- [Work item]
Please transcribe every entry below exactly as written.
Start of Records for the exercise
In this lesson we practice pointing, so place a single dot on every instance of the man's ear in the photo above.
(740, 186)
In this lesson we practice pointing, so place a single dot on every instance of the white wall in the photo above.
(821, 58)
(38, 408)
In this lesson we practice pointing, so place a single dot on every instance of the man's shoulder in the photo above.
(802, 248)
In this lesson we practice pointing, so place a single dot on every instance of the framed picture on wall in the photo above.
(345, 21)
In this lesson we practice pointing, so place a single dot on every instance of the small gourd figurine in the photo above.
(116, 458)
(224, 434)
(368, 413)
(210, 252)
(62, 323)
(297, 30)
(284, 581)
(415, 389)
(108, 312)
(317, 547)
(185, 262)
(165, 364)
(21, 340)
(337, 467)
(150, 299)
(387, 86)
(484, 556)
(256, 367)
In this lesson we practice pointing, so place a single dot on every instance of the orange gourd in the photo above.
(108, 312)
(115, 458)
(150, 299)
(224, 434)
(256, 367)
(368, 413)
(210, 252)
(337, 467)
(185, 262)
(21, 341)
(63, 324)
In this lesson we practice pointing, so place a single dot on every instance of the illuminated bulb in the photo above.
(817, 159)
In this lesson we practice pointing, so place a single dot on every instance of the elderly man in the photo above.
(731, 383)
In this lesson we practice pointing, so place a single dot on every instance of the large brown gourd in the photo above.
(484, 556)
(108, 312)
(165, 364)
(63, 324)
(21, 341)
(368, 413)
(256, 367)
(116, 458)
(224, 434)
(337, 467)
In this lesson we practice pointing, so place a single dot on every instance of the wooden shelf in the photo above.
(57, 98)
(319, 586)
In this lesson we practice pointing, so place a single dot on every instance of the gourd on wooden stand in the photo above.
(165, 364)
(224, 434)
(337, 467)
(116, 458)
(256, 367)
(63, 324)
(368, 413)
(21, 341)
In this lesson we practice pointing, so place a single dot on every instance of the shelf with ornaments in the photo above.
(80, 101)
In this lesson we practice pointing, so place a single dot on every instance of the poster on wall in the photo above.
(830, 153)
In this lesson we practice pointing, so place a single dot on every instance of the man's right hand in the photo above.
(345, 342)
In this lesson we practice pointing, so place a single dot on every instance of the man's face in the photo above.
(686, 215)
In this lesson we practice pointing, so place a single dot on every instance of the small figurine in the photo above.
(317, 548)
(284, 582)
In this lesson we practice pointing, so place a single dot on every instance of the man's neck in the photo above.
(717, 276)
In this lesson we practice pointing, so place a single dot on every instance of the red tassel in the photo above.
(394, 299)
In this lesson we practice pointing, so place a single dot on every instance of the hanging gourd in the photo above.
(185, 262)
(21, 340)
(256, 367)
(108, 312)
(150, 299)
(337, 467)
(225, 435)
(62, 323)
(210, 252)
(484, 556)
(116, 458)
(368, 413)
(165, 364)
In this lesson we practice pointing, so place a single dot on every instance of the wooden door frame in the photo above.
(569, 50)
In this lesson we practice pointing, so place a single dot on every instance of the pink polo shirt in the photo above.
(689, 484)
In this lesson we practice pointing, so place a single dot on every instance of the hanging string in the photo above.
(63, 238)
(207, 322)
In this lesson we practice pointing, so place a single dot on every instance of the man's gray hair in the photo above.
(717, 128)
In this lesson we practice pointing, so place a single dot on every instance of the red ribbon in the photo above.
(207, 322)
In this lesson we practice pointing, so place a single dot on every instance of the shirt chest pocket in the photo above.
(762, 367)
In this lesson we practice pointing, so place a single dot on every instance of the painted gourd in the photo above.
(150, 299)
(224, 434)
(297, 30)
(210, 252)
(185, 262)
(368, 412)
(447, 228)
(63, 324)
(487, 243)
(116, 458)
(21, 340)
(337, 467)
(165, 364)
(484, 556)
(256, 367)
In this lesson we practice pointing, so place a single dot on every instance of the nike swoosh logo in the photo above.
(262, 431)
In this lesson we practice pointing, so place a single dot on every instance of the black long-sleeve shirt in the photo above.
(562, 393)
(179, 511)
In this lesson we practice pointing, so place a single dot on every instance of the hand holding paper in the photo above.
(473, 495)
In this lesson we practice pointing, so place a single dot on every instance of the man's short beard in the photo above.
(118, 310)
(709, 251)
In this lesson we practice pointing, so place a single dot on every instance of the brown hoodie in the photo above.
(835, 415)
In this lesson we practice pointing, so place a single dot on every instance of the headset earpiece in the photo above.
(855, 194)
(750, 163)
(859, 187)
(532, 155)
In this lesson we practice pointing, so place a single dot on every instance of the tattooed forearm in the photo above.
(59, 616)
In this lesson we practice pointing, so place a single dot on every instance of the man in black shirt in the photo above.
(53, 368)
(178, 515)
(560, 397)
End of Records for the exercise
- [Answer box]
In this lesson we practice pointing, so place a single dot on every instance of the man's ear in the photo above.
(740, 186)
In this lesson we practice pointing, so place a single dot on every instance of the white wall in the photo above.
(821, 58)
(38, 408)
In this lesson we practice pointing, so place a single dot on every instance of the man's shoulder in the photo above.
(802, 248)
In this lesson we practice pointing, so place a single dot on every instance of the framed picture on wall in the photo above.
(345, 21)
In this lesson we practice pointing, so place a single dot on every instance of the small gourd figurine in the photo above.
(116, 458)
(224, 434)
(368, 413)
(210, 252)
(62, 323)
(297, 30)
(284, 581)
(415, 389)
(108, 312)
(317, 547)
(185, 262)
(165, 364)
(21, 340)
(337, 467)
(150, 299)
(387, 86)
(484, 556)
(256, 367)
In this lesson we practice pointing, so place a single dot on every instance of the orange gourd in the photo above.
(108, 312)
(115, 458)
(150, 299)
(224, 434)
(256, 367)
(368, 413)
(210, 252)
(337, 467)
(185, 262)
(21, 341)
(63, 324)
In this lesson we practice pointing, so place a single dot on every instance of the illuminated bulb in the photo above.
(817, 159)
In this lesson we practice pointing, so place a single dot on every instance of the elderly man in the photo above.
(731, 383)
In this lesson we practice pointing, so place a single dot on every instance of the large brown gourd in the photo above.
(484, 556)
(108, 312)
(165, 364)
(63, 324)
(21, 341)
(368, 413)
(256, 367)
(116, 458)
(224, 434)
(337, 467)
In this lesson we practice pointing, so place a single dot on every instance of the wooden shelf in the photo above.
(57, 98)
(319, 586)
In this lesson we practice pointing, so place a single dot on every instance of the gourd on wooden stand in the photo above.
(165, 364)
(224, 434)
(337, 467)
(116, 458)
(256, 367)
(63, 324)
(368, 413)
(21, 341)
In this lesson we practice pointing, so place a single dot on every instance of the shelf with ornaments in the photo above.
(80, 101)
In this lesson we practice pointing, so place a single dot on every instance of the poster on wall in the photo above.
(830, 153)
In this lesson we practice pointing, so place a single dot on every instance of the man's right hand in the photo above.
(345, 342)
In this lesson we practice pointing, so place a single dot on every instance of the man's face in the photo above.
(686, 215)
In this lesson we practice pointing, so place a single dot on every instance of the small figurine in the photo above.
(317, 548)
(284, 582)
In this lesson we practice pointing, so place a single dot on every instance of the man's neck in the photo above.
(717, 276)
In this lesson we practice pointing, so place a single dot on every instance of the red tassel in the photo above.
(394, 299)
In this lesson we practice pointing, so place a single dot on every instance of the hanging gourd in the photo above.
(185, 262)
(21, 340)
(256, 367)
(108, 312)
(150, 299)
(337, 467)
(225, 435)
(62, 323)
(210, 252)
(484, 556)
(116, 458)
(368, 413)
(165, 364)
In this lesson we practice pointing, so place a single dot on every instance of the wooden door frame in the photo above.
(569, 50)
In this lesson we practice pointing, so place a single dot on every instance of the pink polo shirt in the photo above.
(689, 484)
In this lesson we practice pointing, so place a single dot on every instance of the hanging string in the photo above.
(63, 238)
(207, 322)
In this lesson we practice pointing, so place a single dot on every instance of the man's gray hair in the photo above.
(717, 128)
In this lesson we practice pointing, so place a single dot on every instance of the red ribbon in the photo above.
(207, 322)
In this lesson we practice pointing, so place a single dot on every instance of the shirt chest pocket in the photo above.
(762, 367)
In this lesson we practice pointing, so place a single dot on every instance of the painted gourd in the photo above.
(150, 299)
(224, 434)
(297, 30)
(210, 252)
(185, 262)
(368, 412)
(447, 228)
(63, 324)
(487, 243)
(116, 458)
(21, 340)
(337, 467)
(165, 364)
(484, 556)
(256, 367)
In this lesson we practice pointing, so place a single dot on every instance of the nike swoosh logo in the photo above.
(262, 431)
In this lesson we practice pointing, so place a single dot on every instance of the black long-sleeve shirt in the photo above.
(562, 393)
(179, 511)
In this lesson we practice pointing, so place a single dot on every instance of the hand holding paper in the photo above.
(473, 495)
In this lesson we practice pointing, so place a single dot on every instance of the man's short beard in the photo above.
(118, 310)
(709, 251)
In this lesson we practice pointing, so place a single dot on every instance of the brown hoodie in the photo above.
(835, 415)
In this lesson we practice pointing, so place a single dot on every instance of the headset earpiece in the photo above.
(855, 194)
(750, 163)
(859, 187)
(532, 155)
In this lesson we practice pointing, so place a single dot on every instance of the tattooed forearm in the photo above.
(59, 616)
In this lesson we practice pointing, so place a single dot on every instance of the man in black shirt in the photo above.
(53, 368)
(178, 515)
(560, 397)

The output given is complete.